# [What is needed]
Find every line in the material below that contains the word "flower" and copy each of those lines in full, treating uppercase and lowercase as different.

_ _ _ _ _ _ _

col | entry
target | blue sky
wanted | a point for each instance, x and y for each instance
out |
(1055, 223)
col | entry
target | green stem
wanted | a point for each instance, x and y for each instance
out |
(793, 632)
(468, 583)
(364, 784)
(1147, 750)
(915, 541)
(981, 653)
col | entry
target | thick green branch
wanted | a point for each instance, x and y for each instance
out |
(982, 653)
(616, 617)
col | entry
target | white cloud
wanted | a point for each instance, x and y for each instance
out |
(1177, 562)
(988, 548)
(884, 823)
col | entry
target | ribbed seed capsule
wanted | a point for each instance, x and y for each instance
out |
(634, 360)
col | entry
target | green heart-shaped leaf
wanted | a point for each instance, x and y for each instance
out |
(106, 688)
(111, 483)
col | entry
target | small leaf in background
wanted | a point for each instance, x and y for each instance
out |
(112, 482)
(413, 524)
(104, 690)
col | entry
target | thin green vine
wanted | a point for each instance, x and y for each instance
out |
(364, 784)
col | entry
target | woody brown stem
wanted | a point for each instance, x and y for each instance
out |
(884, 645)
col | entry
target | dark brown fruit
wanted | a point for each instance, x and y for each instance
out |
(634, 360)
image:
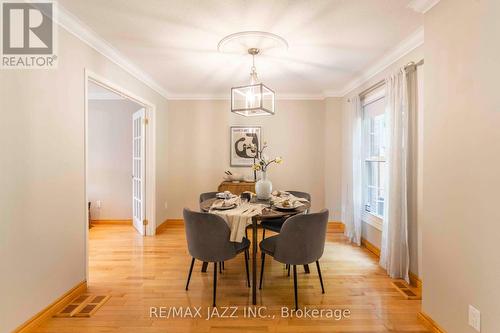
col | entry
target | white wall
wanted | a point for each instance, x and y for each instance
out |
(198, 138)
(42, 203)
(110, 158)
(369, 232)
(461, 166)
(333, 157)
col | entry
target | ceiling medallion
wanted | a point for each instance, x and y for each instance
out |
(254, 99)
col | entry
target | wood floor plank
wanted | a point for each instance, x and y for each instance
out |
(139, 273)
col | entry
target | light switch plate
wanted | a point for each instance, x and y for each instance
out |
(474, 318)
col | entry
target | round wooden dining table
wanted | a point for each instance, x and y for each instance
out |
(269, 213)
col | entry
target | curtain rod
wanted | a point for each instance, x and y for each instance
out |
(380, 83)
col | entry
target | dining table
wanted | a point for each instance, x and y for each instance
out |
(270, 212)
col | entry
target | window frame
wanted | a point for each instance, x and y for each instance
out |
(368, 217)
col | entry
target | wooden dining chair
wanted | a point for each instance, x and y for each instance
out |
(208, 241)
(300, 242)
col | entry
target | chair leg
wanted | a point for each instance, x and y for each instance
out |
(189, 275)
(246, 268)
(215, 282)
(295, 286)
(262, 270)
(320, 277)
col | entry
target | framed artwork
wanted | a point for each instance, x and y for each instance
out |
(241, 139)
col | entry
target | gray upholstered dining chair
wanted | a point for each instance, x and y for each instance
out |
(300, 242)
(208, 241)
(275, 225)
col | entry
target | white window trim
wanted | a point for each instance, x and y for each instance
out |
(370, 218)
(373, 220)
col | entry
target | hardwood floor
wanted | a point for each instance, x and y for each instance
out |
(140, 273)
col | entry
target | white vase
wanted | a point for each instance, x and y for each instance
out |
(263, 187)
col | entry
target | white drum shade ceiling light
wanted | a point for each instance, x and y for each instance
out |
(254, 99)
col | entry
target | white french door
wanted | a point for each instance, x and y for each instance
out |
(139, 170)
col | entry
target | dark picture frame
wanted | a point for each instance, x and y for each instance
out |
(240, 139)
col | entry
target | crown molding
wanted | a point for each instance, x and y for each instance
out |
(73, 25)
(189, 97)
(104, 96)
(413, 41)
(422, 6)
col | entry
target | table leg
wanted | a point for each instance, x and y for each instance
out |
(204, 267)
(254, 260)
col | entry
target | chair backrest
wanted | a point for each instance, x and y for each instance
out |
(299, 194)
(302, 239)
(208, 236)
(207, 195)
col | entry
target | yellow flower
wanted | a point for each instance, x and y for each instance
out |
(256, 167)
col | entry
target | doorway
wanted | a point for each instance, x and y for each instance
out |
(115, 160)
(119, 156)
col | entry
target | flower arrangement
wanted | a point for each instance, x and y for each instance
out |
(262, 162)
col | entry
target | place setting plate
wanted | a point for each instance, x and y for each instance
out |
(225, 207)
(279, 206)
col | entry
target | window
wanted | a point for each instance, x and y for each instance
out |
(374, 139)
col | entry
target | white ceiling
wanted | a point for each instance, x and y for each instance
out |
(331, 43)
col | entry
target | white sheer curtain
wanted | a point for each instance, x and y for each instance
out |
(395, 256)
(352, 171)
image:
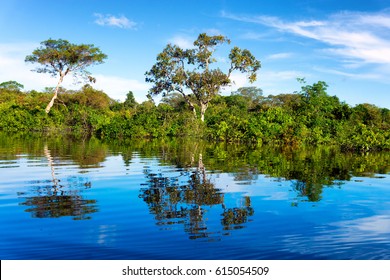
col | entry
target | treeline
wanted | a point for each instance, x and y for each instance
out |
(308, 117)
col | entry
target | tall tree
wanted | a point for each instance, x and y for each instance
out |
(12, 86)
(59, 58)
(189, 72)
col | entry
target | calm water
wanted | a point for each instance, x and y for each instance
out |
(63, 199)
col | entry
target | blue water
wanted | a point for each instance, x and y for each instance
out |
(140, 205)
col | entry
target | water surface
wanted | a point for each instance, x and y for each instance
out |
(182, 199)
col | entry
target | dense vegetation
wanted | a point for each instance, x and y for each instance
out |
(309, 117)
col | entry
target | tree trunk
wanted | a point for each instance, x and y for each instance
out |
(203, 108)
(51, 103)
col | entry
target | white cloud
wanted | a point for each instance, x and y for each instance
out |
(183, 42)
(13, 67)
(360, 36)
(110, 20)
(118, 87)
(277, 56)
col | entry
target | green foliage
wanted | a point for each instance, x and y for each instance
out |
(188, 72)
(11, 86)
(309, 118)
(60, 56)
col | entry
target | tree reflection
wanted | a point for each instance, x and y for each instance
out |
(57, 200)
(173, 203)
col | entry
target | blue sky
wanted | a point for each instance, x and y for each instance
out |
(344, 43)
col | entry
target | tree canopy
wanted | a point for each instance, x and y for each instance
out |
(12, 86)
(59, 58)
(188, 71)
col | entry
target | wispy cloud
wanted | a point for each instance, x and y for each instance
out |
(183, 42)
(277, 56)
(110, 20)
(359, 36)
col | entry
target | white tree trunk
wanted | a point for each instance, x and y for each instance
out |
(51, 103)
(203, 108)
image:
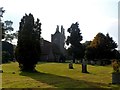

_ _ _ _ _ _ _

# [Final result]
target | yellow flower
target | flower arrangement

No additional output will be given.